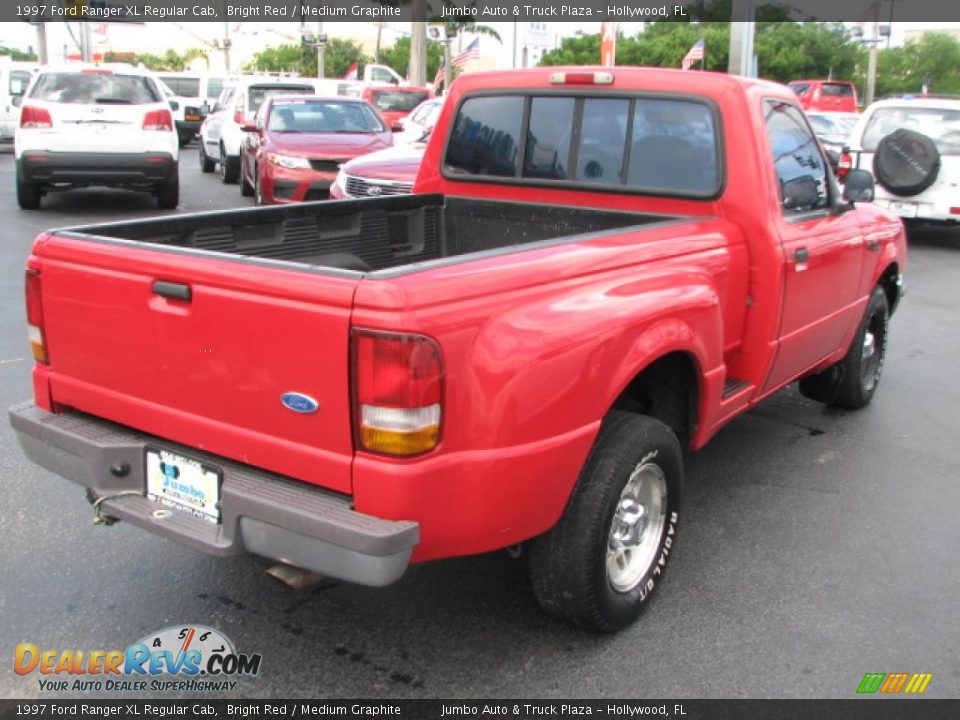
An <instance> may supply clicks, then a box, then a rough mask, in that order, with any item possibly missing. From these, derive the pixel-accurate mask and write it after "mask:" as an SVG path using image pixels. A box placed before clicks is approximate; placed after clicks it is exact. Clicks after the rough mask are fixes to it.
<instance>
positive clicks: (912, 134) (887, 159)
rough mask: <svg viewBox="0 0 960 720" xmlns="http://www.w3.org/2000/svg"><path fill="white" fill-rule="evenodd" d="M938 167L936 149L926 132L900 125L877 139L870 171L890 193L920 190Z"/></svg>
mask: <svg viewBox="0 0 960 720" xmlns="http://www.w3.org/2000/svg"><path fill="white" fill-rule="evenodd" d="M939 171H940V152H939V151H938V150H937V146H936V145H935V144H934V142H933V140H931V139H930V138H928V137H927V136H926V135H921V134H920V133H918V132H914V131H913V130H904V129H903V128H901V129H900V130H895V131H894V132H892V133H890V134H889V135H887V136H886V137H884V138H883V139H882V140H880V142H879V143H877V152H876V154H875V155H874V156H873V174H874V175H875V176H876V178H877V181H878V182H879V183H880V184H881V185H882V186H883V187H885V188H886V189H887V190H889V191H890V192H891V193H893V194H894V195H901V196H904V197H906V196H909V195H916V194H918V193H921V192H923V191H924V190H926V189H927V188H928V187H930V186H931V185H933V182H934V181H935V180H936V179H937V173H938V172H939Z"/></svg>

* * * * *

- **EXERCISE**:
Please convert the material above into a numbered list with no blank lines, and leave the pictures out of the answer.

- **WRITTEN SOLUTION**:
1. An <instance> may supply clicks, then a box, then a rough mask, in that order, with any item possibly missing. From these, derive the pixel-accurate mask and write it after "mask:" as an SVG path using image pixels. A box placed before clicks is approximate; placed after clicks it is exact. Clicks after the rough mask are fixes to it.
2. <instance>
3. positive clicks: (912, 134) (887, 159)
4. rough mask: <svg viewBox="0 0 960 720" xmlns="http://www.w3.org/2000/svg"><path fill="white" fill-rule="evenodd" d="M938 167L936 149L926 132L900 125L877 139L870 171L890 193L920 190Z"/></svg>
5. mask: <svg viewBox="0 0 960 720" xmlns="http://www.w3.org/2000/svg"><path fill="white" fill-rule="evenodd" d="M939 171H940V152H939V151H938V150H937V146H936V145H935V144H934V142H933V140H931V139H930V138H928V137H927V136H926V135H921V134H920V133H918V132H914V131H913V130H904V129H903V128H901V129H900V130H895V131H894V132H892V133H890V134H889V135H887V136H886V137H884V138H883V139H882V140H880V142H879V143H877V152H876V154H875V155H874V156H873V174H874V175H875V176H876V178H877V181H878V182H879V183H880V184H881V185H882V186H883V187H885V188H886V189H887V190H889V191H890V192H891V193H893V194H894V195H901V196H904V197H906V196H909V195H916V194H918V193H921V192H923V191H924V190H926V189H927V188H928V187H930V186H931V185H933V182H934V181H935V180H936V179H937V173H938V172H939Z"/></svg>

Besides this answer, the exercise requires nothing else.